**** Dataset content

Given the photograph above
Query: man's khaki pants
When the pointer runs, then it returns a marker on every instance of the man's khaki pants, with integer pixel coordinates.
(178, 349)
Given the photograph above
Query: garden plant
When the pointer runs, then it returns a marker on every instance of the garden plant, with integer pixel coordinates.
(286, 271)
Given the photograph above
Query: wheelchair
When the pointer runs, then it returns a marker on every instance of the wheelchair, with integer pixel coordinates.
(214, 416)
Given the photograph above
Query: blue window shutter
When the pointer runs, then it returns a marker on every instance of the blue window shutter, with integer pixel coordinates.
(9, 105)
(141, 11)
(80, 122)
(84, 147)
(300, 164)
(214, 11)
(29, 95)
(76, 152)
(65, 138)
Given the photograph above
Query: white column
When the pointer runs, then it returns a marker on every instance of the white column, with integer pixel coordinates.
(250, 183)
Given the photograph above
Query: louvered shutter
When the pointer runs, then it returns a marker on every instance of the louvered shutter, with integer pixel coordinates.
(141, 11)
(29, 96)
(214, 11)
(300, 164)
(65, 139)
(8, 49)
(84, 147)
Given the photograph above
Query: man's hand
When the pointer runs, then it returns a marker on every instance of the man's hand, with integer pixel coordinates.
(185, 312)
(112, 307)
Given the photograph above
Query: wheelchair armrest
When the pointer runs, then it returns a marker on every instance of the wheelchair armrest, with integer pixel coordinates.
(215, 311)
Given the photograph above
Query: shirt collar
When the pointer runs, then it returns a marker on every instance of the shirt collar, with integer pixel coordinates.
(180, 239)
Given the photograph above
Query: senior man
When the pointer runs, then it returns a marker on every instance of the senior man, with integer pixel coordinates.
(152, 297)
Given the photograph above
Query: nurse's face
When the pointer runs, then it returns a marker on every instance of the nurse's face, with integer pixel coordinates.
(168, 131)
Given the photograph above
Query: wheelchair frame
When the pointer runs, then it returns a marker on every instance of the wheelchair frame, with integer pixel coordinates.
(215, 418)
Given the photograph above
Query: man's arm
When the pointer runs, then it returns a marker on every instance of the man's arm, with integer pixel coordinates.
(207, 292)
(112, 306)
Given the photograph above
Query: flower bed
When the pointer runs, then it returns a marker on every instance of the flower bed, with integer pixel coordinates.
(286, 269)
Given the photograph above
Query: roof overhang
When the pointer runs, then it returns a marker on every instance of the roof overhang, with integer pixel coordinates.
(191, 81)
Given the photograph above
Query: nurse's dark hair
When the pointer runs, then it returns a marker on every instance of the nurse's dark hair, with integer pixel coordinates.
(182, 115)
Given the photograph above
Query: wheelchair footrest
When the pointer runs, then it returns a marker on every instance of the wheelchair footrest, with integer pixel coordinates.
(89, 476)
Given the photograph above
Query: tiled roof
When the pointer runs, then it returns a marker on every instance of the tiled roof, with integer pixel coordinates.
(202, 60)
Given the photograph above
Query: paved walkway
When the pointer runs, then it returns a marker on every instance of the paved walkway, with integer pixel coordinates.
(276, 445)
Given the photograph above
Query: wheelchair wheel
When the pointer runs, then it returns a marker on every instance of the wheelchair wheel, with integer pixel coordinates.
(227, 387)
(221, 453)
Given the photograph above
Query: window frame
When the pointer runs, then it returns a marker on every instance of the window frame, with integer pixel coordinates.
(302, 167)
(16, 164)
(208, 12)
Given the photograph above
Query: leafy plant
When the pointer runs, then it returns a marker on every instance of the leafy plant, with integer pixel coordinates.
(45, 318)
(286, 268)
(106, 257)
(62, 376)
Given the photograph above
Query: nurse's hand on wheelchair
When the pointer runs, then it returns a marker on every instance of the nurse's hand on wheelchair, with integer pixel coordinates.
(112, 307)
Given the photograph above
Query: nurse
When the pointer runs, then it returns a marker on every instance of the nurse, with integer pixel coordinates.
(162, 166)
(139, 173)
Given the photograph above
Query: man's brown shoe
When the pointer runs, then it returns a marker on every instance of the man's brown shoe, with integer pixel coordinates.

********

* [Work instructions]
Your task is to transcribe the listing above in full, exactly as given.

* [Response]
Given the photograph above
Query: man's khaki pants
When the pointer runs, then it returns a marker on every instance of the man's khaki pants, with integer pixel coordinates.
(178, 349)
Given the photograph above
Query: garden plant
When the pointer runs, then it returns a marker on every instance of the garden plant, with integer pixel coordinates.
(286, 271)
Given the photograph above
Query: wheelchair
When the pointer runs, then it returns a marker on every instance of the wheelchair, with integer pixel coordinates.
(214, 416)
Given the photograph above
Query: blue window shutter
When the pointer runs, then it returns a marker on every instance of the blue window shutter, with integer pixel coordinates.
(9, 105)
(141, 11)
(80, 122)
(84, 147)
(300, 164)
(214, 11)
(29, 95)
(76, 152)
(65, 138)
Given the photograph above
Query: white column
When the pointer runs, then it returns a marker on every instance of the white column, with integer pixel coordinates.
(250, 183)
Given the photograph above
Query: louvered shutter
When the pointer runs, then it returns a marker on every instance of the louvered shutter, with integer pixel coordinates.
(141, 11)
(29, 96)
(214, 11)
(300, 164)
(65, 139)
(8, 49)
(84, 147)
Given the photograph above
Query: man's hand
When the pointer runs, then it returns a marker on every instance of the man's hand, with integer pixel coordinates.
(185, 312)
(112, 307)
Given the photograph above
Query: wheelchair armrest
When the pointer runs, then it returns a marker on every instance of the wheelchair armrest, with integer pixel coordinates.
(215, 311)
Given the photograph above
Query: shirt collar
When the pointer runs, then it returns a marker on every instance of the shirt collar, with integer pixel coordinates.
(180, 239)
Given the photograph above
Query: senior man
When the pointer runs, then it returns a marker on every instance of the senior man, with integer pixel coordinates.
(152, 297)
Given the photograph above
Query: nurse's face
When the pointer runs, then it returns a marker on every instance of the nurse's face, with integer pixel coordinates.
(168, 131)
Given the photograph above
Query: wheelchair frame
When the pointer runs, then it returns a marker on every instance of the wheelchair frame, with integer pixel coordinates.
(215, 418)
Given the photograph above
Query: man's arm
When the pointer runs, then it returns a marker on every instance of the man's arm, with integer pixel coordinates.
(207, 292)
(112, 306)
Given the photograph above
Query: flower bed
When the pointer runs, then it returns a marker on every instance of the flower bed, with integer pixel coordinates.
(286, 269)
Given the photograph above
Query: roof overhang
When the pointer runs, then it returns a marker on every instance of the roof overhang, with integer pixel coordinates.
(191, 81)
Given the photograph above
Query: nurse's dark hair
When the pointer runs, then it returns a marker on every instance of the nurse's dark hair, with integer pixel coordinates.
(182, 115)
Given the photograph above
Query: wheelchair footrest
When the pointer runs, then it returns a marker on every instance of the wheelchair footrest, with integer pixel coordinates.
(89, 476)
Given the photograph above
Query: tiled roof
When the pointer runs, then it returns a marker on every instance of the tiled roof, with integer pixel coordinates.
(202, 60)
Given the photograph above
Query: paved walkway
When the pointer runs, then it returns a marker on every instance of the paved walkway, with integer pixel coordinates.
(276, 445)
Given the photograph above
Query: wheelchair wheel
When the pointer runs, then it returns a marker on every instance of the wheelchair wheel, with integer pixel coordinates.
(227, 387)
(221, 453)
Given the photograph above
Query: window frame
When the pointer runs, then it returns a marker on every instance of the window frame, with integer pixel coordinates.
(302, 167)
(16, 164)
(208, 12)
Given the photograph above
Query: leafy plant
When the pointer runs, then it returns a marker on every instance of the leafy plant, with integer pixel coordinates.
(45, 318)
(286, 268)
(106, 257)
(62, 376)
Given the photograph above
Query: nurse's hand on wheelchair
When the pointer runs, then it returns a marker on every instance of the nurse's hand on wheelchair, with integer pixel coordinates.
(112, 307)
Given the photograph above
Query: nurse
When the pointer runs, then it returns a marker on every instance of the nurse, with integer pixel coordinates.
(162, 166)
(139, 173)
Given the photograph above
Query: man's brown shoe
When the pointer runs, then it returns a marker on every instance of the man's brown shoe, with integer pixel coordinates.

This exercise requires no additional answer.